Quote the whole listing verbatim.

[Coordinate annotation entries]
- - -

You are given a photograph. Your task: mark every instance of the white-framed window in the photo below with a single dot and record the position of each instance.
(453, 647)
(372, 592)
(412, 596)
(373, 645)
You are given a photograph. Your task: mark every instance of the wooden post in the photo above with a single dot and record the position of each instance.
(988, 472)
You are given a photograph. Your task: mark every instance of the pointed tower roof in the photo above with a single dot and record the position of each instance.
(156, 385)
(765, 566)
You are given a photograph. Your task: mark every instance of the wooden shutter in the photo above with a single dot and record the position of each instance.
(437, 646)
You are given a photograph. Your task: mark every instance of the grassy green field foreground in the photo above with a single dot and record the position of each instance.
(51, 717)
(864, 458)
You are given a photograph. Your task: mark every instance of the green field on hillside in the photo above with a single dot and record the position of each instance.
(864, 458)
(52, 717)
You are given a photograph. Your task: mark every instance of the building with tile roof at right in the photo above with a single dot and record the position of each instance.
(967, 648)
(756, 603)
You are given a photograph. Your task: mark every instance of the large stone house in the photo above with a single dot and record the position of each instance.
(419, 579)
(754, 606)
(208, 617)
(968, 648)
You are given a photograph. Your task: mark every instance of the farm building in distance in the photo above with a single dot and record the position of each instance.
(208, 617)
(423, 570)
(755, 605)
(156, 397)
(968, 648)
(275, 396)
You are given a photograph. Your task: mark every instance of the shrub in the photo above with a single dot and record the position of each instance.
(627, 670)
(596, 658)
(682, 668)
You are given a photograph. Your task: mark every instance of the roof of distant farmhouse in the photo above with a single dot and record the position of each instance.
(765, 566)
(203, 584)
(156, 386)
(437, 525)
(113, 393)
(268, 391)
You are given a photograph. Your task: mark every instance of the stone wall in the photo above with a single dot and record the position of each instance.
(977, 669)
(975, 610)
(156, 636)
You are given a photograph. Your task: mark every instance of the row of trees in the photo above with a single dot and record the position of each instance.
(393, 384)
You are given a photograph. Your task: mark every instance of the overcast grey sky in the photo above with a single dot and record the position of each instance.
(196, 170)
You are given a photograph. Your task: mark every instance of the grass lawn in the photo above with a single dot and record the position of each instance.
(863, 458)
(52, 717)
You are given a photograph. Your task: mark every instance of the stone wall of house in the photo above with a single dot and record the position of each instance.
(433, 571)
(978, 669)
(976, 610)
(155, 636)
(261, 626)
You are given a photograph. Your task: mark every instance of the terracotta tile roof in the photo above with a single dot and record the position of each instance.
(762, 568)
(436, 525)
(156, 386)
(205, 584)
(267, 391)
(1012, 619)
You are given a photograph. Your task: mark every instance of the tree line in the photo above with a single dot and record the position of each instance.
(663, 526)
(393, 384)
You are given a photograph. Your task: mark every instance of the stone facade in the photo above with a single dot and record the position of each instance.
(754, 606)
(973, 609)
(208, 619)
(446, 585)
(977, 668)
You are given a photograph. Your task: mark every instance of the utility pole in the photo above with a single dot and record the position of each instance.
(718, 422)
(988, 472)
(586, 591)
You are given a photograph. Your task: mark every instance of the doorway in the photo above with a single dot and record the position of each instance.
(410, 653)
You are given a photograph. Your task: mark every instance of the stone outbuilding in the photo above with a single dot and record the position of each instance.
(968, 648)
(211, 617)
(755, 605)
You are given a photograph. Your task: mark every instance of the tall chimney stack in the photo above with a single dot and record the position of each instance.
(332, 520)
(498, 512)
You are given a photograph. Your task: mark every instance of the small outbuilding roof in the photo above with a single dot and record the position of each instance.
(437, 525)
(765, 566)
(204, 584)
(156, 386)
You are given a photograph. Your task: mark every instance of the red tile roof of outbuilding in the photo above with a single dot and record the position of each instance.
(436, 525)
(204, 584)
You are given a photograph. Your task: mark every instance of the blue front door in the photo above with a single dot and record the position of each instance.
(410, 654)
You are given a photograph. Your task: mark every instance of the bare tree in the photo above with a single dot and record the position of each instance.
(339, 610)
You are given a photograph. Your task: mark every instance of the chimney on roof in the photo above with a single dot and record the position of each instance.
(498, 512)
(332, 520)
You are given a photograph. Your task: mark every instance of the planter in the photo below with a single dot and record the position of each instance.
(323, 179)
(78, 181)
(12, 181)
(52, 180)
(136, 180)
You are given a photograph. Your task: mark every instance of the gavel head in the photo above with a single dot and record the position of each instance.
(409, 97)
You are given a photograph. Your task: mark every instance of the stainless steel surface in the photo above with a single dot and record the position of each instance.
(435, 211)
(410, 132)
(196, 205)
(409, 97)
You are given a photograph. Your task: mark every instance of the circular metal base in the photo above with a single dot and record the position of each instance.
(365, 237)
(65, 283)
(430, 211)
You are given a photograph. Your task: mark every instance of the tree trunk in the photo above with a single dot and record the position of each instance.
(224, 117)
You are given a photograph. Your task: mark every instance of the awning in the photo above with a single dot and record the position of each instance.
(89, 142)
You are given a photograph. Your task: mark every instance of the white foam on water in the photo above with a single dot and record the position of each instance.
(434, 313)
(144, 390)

- - -

▶ [Problem solution]
You are given a photograph. Your task: mark every instance of the white-framed window in the photo below with a single dot and record the position of each instance.
(453, 647)
(372, 592)
(412, 596)
(373, 645)
You are given a photograph. Your task: mark every instance of the wooden post in the photo above with a single dot and record the position of each instance.
(988, 472)
You are given a photograph. Your task: mark every instance of the pointed tower roof in the photo above with a single dot and record the position of each instance.
(156, 385)
(765, 566)
You are given a photograph. Your task: mark every instance of the wooden shutter in the photo above with a single dot and record the position of each instance.
(437, 646)
You are given a photograph. Your task: mark every instance of the grassy green field foreground in the photo above with a single dot and record the position of each instance.
(51, 717)
(864, 458)
You are given a photograph. Your task: mark every instance of the green field on hillside in the photo above with a single dot and record the position of each instance.
(864, 458)
(52, 717)
You are given a photograph. Your task: mark every instance of the building with tile roof at right in the photo above with a single dot and record the position of each instance.
(967, 648)
(756, 603)
You are given a photograph. Your task: mark every instance of the large stone house in the photo above with a single dot and record the position of each instance.
(419, 579)
(754, 606)
(208, 617)
(968, 648)
You are given a photograph. Your task: mark every instance of the farm building in distance in the photo above with a single dot and record the position of each instance.
(208, 617)
(423, 570)
(755, 605)
(156, 397)
(968, 648)
(275, 396)
You are given a photograph. Your task: mark every instance of the shrub in the photo above with a single dot and record the position of each instance.
(627, 670)
(596, 658)
(682, 668)
You are given a photograph. Your task: mark every instance of the roof of distant farmhouse in the photo above with a single dot and record the position of each instance.
(765, 566)
(203, 584)
(156, 386)
(437, 525)
(113, 393)
(268, 391)
You are given a photograph. Your task: mark every instance of the stone wall in the photo above with a single dot and record the position of each instance.
(977, 669)
(975, 610)
(156, 636)
You are given a photograph. Your task: mark every instance of the row of trees in the photo above with a single dot and record the position of each instance.
(393, 384)
You are given a photograph. Your task: mark every instance of the overcast grey sky in the photo above with a single dot and record the position of each instance.
(196, 170)
You are given a photograph. Your task: mark every instance of the grass lawn in the photo above with a single dot and record the position of each instance.
(863, 458)
(52, 717)
You are given a photograph. Your task: mark every instance of the stone wall of house in the photo above with a single dot and record the position of each instance.
(433, 571)
(978, 669)
(976, 610)
(155, 636)
(261, 626)
You are given a photograph. Your task: mark every instance of the terracotta tile roof in the photo above with a single dot and record the position of each instance.
(762, 568)
(436, 525)
(156, 386)
(205, 584)
(267, 391)
(1012, 619)
You are given a photograph. Your task: mark every instance of the tree line in the photo above with a single dot and record the position of each instance.
(663, 526)
(393, 384)
You are given a photograph. Your task: mark every instance of the stone facade in the photo above with a single dot and record the position of each instance.
(754, 606)
(973, 609)
(208, 619)
(446, 585)
(977, 668)
You are given a photograph. Your task: mark every instance of the utility pole in the photo above with a single dot and record the position of each instance.
(718, 422)
(988, 472)
(586, 591)
You are given a photograph. Your task: mark every instance of the doorway in the photo above with a single dot and record the position of each instance.
(410, 653)
You are given a photograph. Your task: mark every instance of the stone outbuilding in the photo above with a single dot and record the position of each instance.
(968, 648)
(211, 617)
(755, 605)
You are given a photograph. Your task: mark every instance of the tall chimney stack in the photo above with a single dot and record the position of each instance.
(332, 520)
(498, 512)
You are given a photograph. Your task: mark every instance of the small outbuilding roof in the photo above with a single dot and record the position of each instance.
(437, 525)
(765, 566)
(204, 584)
(156, 386)
You are given a photograph. Your task: mark every instance of the red tile roof of outbuilding in the photo above with a single dot and record the position of each instance.
(436, 525)
(204, 584)
You are given a photograph. Your task: mark every instance of the blue front door in the photo above with a single dot and record the position of each instance.
(410, 654)
You are given a photograph. Your task: mark every instance of the bare tree in the photo above with a single dot and record the position of each instance.
(339, 610)
You are given a photograph. Your task: mark every instance of the chimney on roof in the photo above with a single dot and record the position of each instance.
(498, 512)
(332, 520)
You are given a photograph. Your task: mark every instance of the planter in the photo below with a single dot and record the position of each instance.
(323, 179)
(78, 181)
(12, 181)
(52, 180)
(136, 180)
You are given a photograph. Your task: mark every instance of the gavel head in the photo above with a single dot and record the position of each instance.
(409, 97)
You are given a photograph. Your task: mark every instance of the stainless steel surface in the photo above with a single dot and record the position of each instance.
(435, 211)
(410, 132)
(196, 205)
(409, 97)
You are given a photograph. Your task: mark every instance of the circular metal base in the photo above with a single dot and record the position of each instance.
(365, 237)
(65, 283)
(430, 211)
You are given a photograph. Your task: mark every instance of the tree trunk in the photo above with a single dot and record the position of each instance.
(224, 117)
You are given a photograph. Your task: mark every instance of the awning in the photo above with a single dot and record the position of each instance.
(89, 142)
You are given a photograph. Your task: mark every instance of the white foam on water in the photo above with a single dot and record the position of each instance.
(434, 313)
(144, 390)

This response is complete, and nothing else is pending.